# Passage
Because the permanent component \(z_{1t}\) has a unit root, process (81.1) has no stationary distribution, so in the simulation below we draw the permanent component \(z_{10}^i \sim N(0,1)\) and draw the transitory component \(z_{20}^i \sim N(0,\sigma_2^2)\) from its stationary distribution.

From (81.2), with \(b_0^i = 0\), agent \(i\)’s time-0 consumption is

(81.6)#\[ c_0^i = (1-\beta)\,\check{G}(I-\beta\check{A})^{-1} z_0^i \]

For \(t \geq 1\), from (81.3):

(81.7)#\[ c_{t+1}^i = c_t^i + h\, w_{t+1}^i, \qquad h = (1-\beta)\,\check{G}(I-\beta\check{A})^{-1}\check{C} \]

Let \(Y\) denote the stationary mean of the cross-section average of non-financial income.

Integrating (81.6) over all agents:

(81.8)#\[ \int_0^1 c_0^i\, di = (1-\beta)\sum_{j=0}^{\infty}\beta^j \mathbb{E}_0\!\int_0^1 y_j^i\, di = Y \]

because the continuum of idiosyncratic shocks averages to zero.

For future periods, integrating (81.7):

\[ \int_0^1 c_{t+1}^i\, di = \int_0^1 c_t^i\, di + h\!\underbrace{\int_0^1 w_{t+1}^i\, di}_{=\,0} = Y \]

The goods market clears at every date at constant aggregate consumption equal to \(Y\).

The bond market clears at zero net supply each period.

Thus \(R = \beta^{-1}\) is an equilibrium outcome.

While the cross-section mean of consumption is constant, the cross-section variance grows without bound according to (81.5).

Initial differences in endowment draws \(z_0^i\) create permanent differences in consumption levels.

# Verify Bewley market clearing via simulation
# Online mean and variance avoid storing all paths.
rng = np.random.default_rng(0)
N_bew = 10000    # number of agents
T_bew = 60

# Draw initial states for the simulation.
z0_i = rng.standard_normal((N_bew, 2)) * np.array([1.0, σ2])
c0_i = ((1 - β) * (M @ z0_i.T)).flatten()   # shape (N_bew,)

# Propagate consumption across agents.
mean_c = np.zeros(T_bew + 1)
var_c2 = np.zeros(T_bew + 1)
mean_c[0] = c0_i.mean()
var_c2[0] = c0_i.var()

c_now = c0_i.copy()
for t in range(T_bew):
    eps = rng.standard_normal((N_bew, 2))
    c_now = c_now + eps @ h_vec
    mean_c[t + 1] = c_now.mean()
    var_c2[t + 1] = c_now.var()

# Reuse initial consumption below.
c_bew_t0 = c0_i

fig, axes = plt.subplots(1, 2, figsize=(12, 4))

axes[0].plot(mean_c, lw=2, color='C0')
axes[0].axhline(mean_c[0], linestyle='--', color='C3', label='initial mean')
axes[0].set_xlabel('period $t$')
axes[0].set_ylabel('mean consumption')
axes[0].set_title('mean')

# What to produce
Rewrite the passage between "mean_c[0] = c0_i.mean()" and "1] = c_now.mean()", inclusive, changing every "c_now" to "c_current".

# Data lines
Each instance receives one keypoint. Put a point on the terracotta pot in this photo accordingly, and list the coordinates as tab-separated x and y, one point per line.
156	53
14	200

# Solution
mean_c[0] = c0_i.mean()
var_c2[0] = c0_i.var()

c_current = c0_i.copy()
for t in range(T_bew):
    eps = rng.standard_normal((N_bew, 2))
    c_current = c_current + eps @ h_vec
    mean_c[t + 1] = c_current.mean()